>> Begin Dataset excerpts

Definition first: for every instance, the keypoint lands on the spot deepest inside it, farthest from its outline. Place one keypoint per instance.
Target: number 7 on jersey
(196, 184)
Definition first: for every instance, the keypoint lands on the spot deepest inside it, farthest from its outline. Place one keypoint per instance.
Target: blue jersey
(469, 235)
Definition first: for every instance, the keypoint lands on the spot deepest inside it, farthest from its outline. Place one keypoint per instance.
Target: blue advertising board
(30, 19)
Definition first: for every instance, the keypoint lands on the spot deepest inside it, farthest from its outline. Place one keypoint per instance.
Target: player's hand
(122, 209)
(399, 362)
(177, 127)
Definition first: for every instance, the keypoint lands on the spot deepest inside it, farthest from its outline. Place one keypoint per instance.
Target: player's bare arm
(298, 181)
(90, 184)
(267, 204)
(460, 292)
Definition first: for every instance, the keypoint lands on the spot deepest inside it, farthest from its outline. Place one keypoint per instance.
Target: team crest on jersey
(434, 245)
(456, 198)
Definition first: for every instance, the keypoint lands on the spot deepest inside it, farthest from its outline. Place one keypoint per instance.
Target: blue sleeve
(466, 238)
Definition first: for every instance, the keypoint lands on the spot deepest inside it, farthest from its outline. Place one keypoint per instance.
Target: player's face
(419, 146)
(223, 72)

>> End Dataset excerpts
>> Begin Dataset excerpts

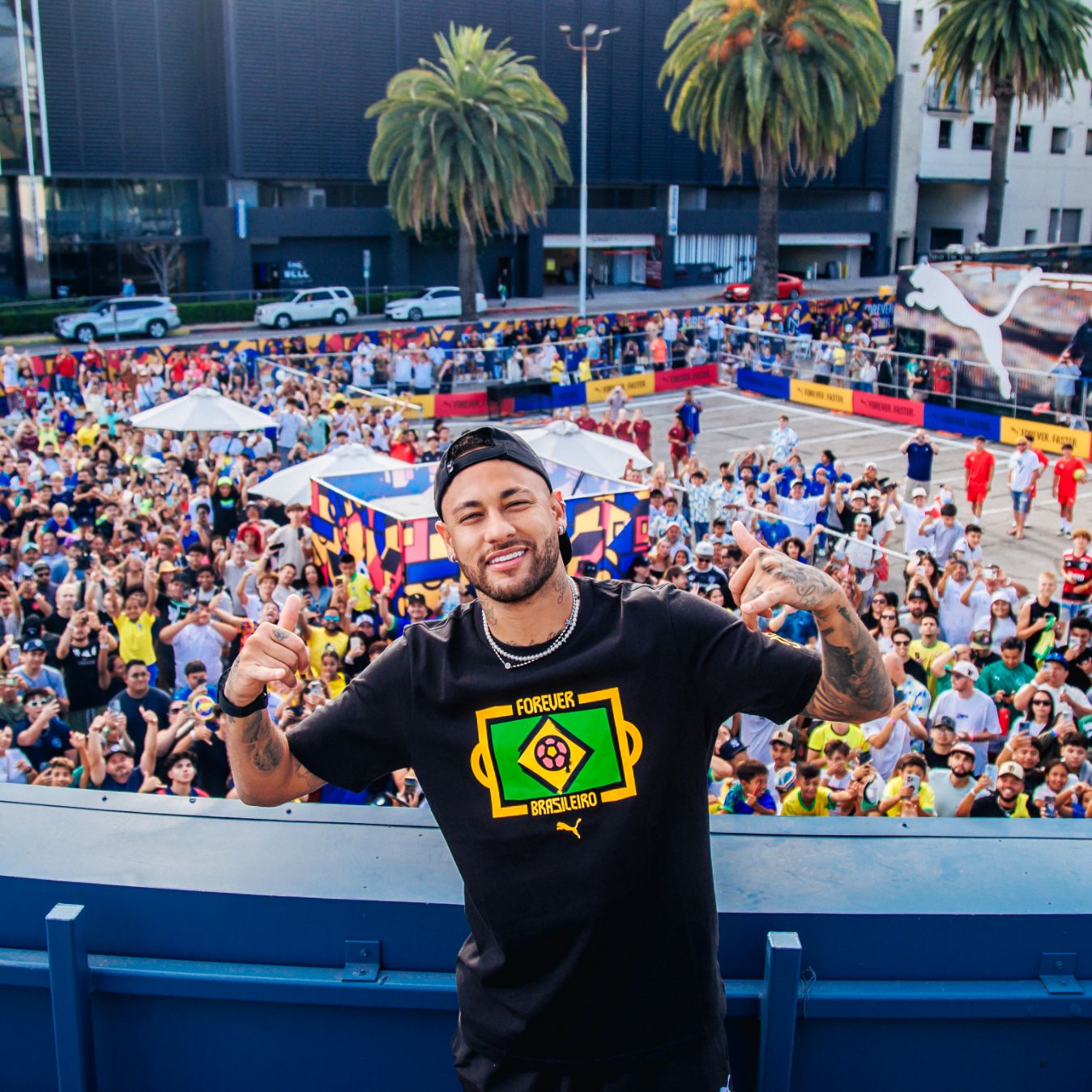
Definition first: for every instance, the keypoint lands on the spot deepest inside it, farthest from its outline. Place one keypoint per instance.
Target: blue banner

>> End Dataset excerpts
>> Begin Dataset excerpts

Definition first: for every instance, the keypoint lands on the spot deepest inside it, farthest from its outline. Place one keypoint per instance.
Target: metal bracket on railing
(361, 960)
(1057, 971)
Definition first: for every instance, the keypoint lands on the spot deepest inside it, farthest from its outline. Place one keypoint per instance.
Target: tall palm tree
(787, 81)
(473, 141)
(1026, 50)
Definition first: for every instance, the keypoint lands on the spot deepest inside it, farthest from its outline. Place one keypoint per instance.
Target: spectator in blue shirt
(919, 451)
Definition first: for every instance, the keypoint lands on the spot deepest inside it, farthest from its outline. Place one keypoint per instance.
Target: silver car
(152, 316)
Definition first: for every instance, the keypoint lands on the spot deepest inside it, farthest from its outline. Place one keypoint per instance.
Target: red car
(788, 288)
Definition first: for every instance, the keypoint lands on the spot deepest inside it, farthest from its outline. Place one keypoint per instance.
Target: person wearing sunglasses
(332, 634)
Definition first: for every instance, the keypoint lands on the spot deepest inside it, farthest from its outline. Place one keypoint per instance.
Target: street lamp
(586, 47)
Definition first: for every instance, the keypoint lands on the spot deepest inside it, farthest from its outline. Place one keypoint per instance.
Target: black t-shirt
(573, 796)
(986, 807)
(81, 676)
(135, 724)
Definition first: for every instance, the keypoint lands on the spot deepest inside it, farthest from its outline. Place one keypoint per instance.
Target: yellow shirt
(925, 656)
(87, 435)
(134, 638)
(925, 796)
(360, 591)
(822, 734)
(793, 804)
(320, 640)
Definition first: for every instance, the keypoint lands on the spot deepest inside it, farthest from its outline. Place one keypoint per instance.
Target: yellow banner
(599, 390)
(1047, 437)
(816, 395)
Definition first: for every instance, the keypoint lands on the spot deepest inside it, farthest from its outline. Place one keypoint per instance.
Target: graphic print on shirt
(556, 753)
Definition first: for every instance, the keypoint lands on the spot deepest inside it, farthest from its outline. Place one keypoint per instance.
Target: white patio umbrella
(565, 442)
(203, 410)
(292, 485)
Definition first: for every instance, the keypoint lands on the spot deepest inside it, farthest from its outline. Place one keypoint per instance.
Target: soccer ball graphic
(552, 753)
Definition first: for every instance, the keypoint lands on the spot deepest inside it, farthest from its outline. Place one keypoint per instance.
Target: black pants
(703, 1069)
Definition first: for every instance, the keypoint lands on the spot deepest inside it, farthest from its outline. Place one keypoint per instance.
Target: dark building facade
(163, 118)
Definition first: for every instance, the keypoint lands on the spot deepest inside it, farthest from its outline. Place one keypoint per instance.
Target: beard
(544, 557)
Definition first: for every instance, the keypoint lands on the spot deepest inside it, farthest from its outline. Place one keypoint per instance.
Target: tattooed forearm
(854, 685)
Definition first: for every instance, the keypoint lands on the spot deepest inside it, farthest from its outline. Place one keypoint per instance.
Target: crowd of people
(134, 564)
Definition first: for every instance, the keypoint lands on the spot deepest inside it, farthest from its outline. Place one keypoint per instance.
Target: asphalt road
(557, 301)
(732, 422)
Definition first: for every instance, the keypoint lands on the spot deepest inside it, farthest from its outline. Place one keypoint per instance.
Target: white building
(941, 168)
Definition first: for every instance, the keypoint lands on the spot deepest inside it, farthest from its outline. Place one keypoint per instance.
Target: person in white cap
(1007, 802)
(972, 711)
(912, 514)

>> End Dataset excerpts

What needs to be done
Please pull out every line of the records that contains the word "building" and copy each of those lines in full.

Response to the exercise
Target: dark building facade
Target: white building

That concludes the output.